Point-per-instance localization data
BEGIN

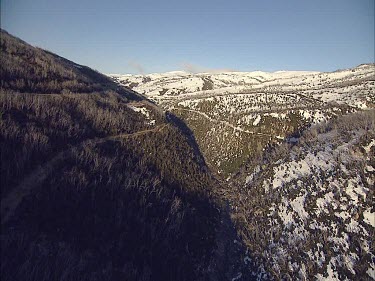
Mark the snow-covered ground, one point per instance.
(317, 202)
(225, 109)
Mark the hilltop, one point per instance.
(96, 183)
(234, 115)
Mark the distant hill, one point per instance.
(234, 115)
(96, 184)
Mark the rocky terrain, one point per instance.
(235, 114)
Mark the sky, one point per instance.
(141, 36)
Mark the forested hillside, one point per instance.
(95, 183)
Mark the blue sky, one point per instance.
(141, 36)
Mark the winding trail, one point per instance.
(225, 123)
(14, 198)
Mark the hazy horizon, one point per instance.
(158, 36)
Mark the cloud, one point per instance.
(136, 66)
(193, 68)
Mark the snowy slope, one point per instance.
(307, 212)
(235, 114)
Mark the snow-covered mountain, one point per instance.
(297, 151)
(235, 114)
(306, 211)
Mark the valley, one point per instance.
(181, 176)
(235, 115)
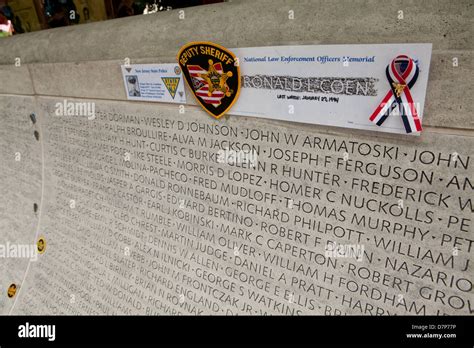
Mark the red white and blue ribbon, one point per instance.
(401, 81)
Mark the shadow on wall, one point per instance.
(20, 16)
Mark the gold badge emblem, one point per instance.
(41, 245)
(11, 290)
(212, 73)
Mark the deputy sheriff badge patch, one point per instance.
(212, 73)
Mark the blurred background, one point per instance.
(22, 16)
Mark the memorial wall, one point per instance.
(140, 214)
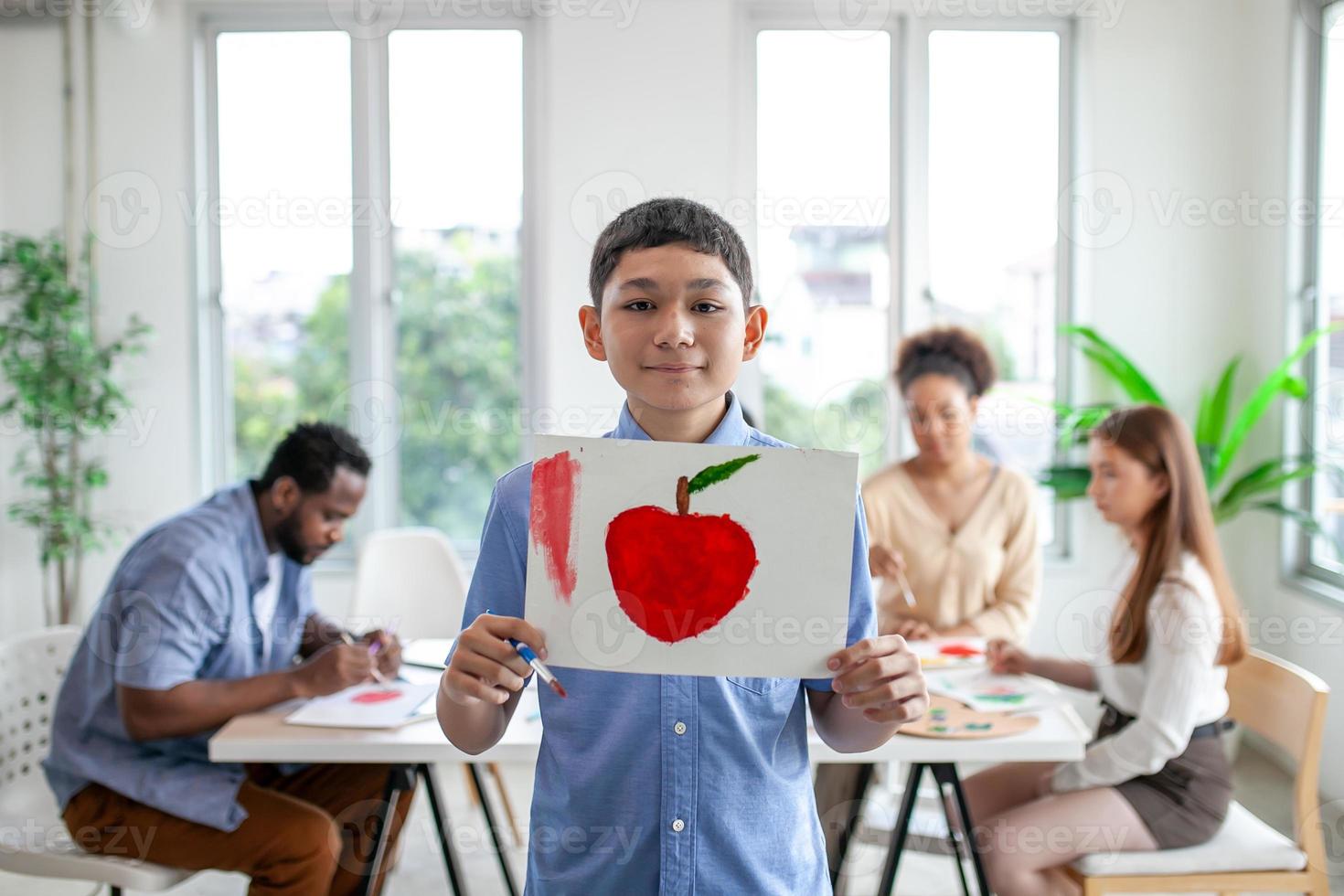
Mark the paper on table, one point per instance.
(987, 692)
(938, 653)
(368, 706)
(426, 652)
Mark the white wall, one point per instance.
(1183, 100)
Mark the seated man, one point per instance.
(202, 623)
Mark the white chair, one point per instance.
(1285, 706)
(33, 837)
(411, 579)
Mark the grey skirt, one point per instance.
(1184, 804)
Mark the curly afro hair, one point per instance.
(951, 351)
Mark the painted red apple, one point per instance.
(679, 574)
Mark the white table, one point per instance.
(265, 738)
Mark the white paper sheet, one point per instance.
(789, 509)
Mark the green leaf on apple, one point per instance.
(718, 473)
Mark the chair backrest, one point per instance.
(1285, 704)
(31, 667)
(413, 579)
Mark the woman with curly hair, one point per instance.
(953, 526)
(948, 526)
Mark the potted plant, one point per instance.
(1218, 437)
(60, 392)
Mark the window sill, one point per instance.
(1331, 595)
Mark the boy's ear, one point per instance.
(757, 317)
(592, 325)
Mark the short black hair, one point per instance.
(309, 454)
(660, 222)
(952, 351)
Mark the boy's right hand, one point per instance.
(884, 561)
(1007, 658)
(485, 667)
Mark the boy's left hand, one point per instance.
(882, 677)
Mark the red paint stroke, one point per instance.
(555, 484)
(677, 574)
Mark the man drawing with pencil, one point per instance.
(202, 623)
(669, 784)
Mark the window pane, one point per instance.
(994, 182)
(285, 231)
(823, 208)
(1329, 418)
(456, 112)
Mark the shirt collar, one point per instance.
(731, 430)
(251, 539)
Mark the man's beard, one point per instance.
(286, 534)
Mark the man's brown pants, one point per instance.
(306, 835)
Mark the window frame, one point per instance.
(1306, 309)
(909, 35)
(372, 300)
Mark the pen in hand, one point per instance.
(532, 660)
(372, 650)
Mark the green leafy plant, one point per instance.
(60, 391)
(1220, 435)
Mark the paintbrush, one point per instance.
(905, 589)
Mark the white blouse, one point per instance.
(1174, 689)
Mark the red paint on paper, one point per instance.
(555, 483)
(677, 574)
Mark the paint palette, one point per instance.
(955, 721)
(949, 653)
(983, 690)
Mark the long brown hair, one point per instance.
(1180, 520)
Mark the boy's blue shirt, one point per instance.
(666, 784)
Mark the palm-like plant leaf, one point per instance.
(1280, 380)
(1265, 478)
(1066, 481)
(1115, 363)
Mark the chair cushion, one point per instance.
(1243, 842)
(35, 841)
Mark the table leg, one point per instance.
(495, 835)
(946, 774)
(437, 809)
(398, 779)
(849, 824)
(902, 827)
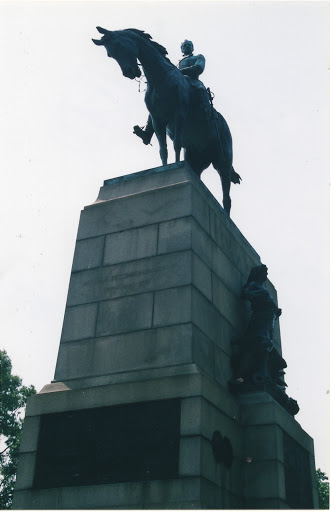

END

**ASSIGNMENT**
Retype all the records shown above, character for character. Omit every picture.

**WRITTEN SOLUTION**
Mark the snow-covered ground, one point per instance.
(317, 202)
(225, 109)
Mark the hilltop, one point per instance.
(96, 183)
(234, 115)
Mark the distant hill, one point per instance.
(234, 115)
(96, 184)
Mark the rocky terrain, one point per instance.
(235, 114)
Mark the sky, one point per instance.
(141, 36)
Mark the forested hillside, one point per instance.
(95, 183)
Mark the blue sky, one point per instance.
(141, 36)
Mark the winding trail, one point per instance.
(225, 123)
(14, 198)
Mark the hazy horizon, one point per instance.
(158, 36)
Mark the cloud, one point per instance.
(136, 66)
(193, 68)
Mark the snowy slope, one point per instance.
(307, 212)
(235, 114)
Mark the snow-covered mountain, one point per instance.
(297, 151)
(235, 114)
(306, 211)
Mark the valley, one point per instance.
(181, 176)
(235, 115)
Mark the red white and blue ribbon, one point per instance.
(401, 81)
Mark the shadow on wall, one point per instance.
(20, 16)
Mark the gold badge emblem, one point per instance.
(41, 245)
(11, 290)
(212, 73)
Mark the deputy sheriff badge patch, one point per instance.
(212, 73)
Mark the blurred background, one point per instance.
(22, 16)
Mark the memorial wall, one point per instance.
(140, 214)
Mark the paper on table, one point per instance.
(987, 692)
(938, 653)
(368, 706)
(426, 652)
Mark the white wall, one point per instance.
(1183, 100)
Mark the seated man, one point per instance.
(202, 623)
Mark the white chair, one point per instance.
(1285, 706)
(33, 837)
(411, 579)
Mark the grey skirt, one point per instance.
(1184, 804)
Mark the curly afro hair, one point per instance.
(951, 351)
Mark the painted red apple, one point per instance.
(679, 574)
Mark the white table, one point per instance.
(265, 738)
Mark the white paper sheet, one point per instance.
(789, 509)
Mark the green leaf on apple, one point per instance.
(718, 473)
Mark the chair backrest, one point per instance.
(1285, 704)
(31, 667)
(413, 579)
Mark the woman with curly hair, one point per instance.
(953, 526)
(948, 526)
Mark the potted plant, one point per instance.
(1218, 437)
(60, 392)
Mark the window sill, one point per instance.
(1331, 595)
Mark the boy's ear, one point per instance.
(757, 317)
(592, 325)
Mark the short black hair, one point per instance.
(309, 454)
(660, 222)
(952, 351)
Mark the boy's right hand, one point per instance.
(884, 561)
(1007, 658)
(485, 667)
Mark the boy's left hand, one point per instance.
(882, 677)
Mark the red paint stroke, one point per instance.
(555, 484)
(677, 574)
Mark the man drawing with pencil, one point per instance.
(202, 623)
(669, 784)
Mark the window pane, one point per instance.
(994, 182)
(285, 231)
(823, 208)
(1329, 418)
(456, 112)
Mark the shirt collar, one point per instance.
(731, 430)
(251, 539)
Mark the man's beard, one point per instance.
(286, 534)
Mark the man's brown pants, one point per instance.
(306, 835)
Mark the window frame, one point per instance.
(1306, 309)
(909, 35)
(372, 300)
Mark the pen in hand, one point per instance.
(532, 660)
(372, 650)
Mark the green leafy plant, one point per instance.
(60, 391)
(1220, 435)
Mark the paintbrush, one point per instance.
(905, 589)
Mark the white blouse, one point per instance.
(1174, 689)
Mark the red paint on paper, one point per instance.
(555, 483)
(677, 574)
Mark the paint palette, one point per instance.
(955, 721)
(949, 653)
(983, 690)
Mark the long brown hair, one point per instance.
(1180, 520)
Mark the boy's blue shirt, one point per instance.
(666, 784)
Mark the palm-like plant leaf, one point per instance.
(1280, 380)
(1265, 478)
(1066, 481)
(1115, 363)
Mark the chair cushion, one point per instance.
(1243, 842)
(35, 841)
Mark the table leg, one point per instance.
(495, 835)
(946, 774)
(437, 809)
(398, 779)
(849, 824)
(902, 827)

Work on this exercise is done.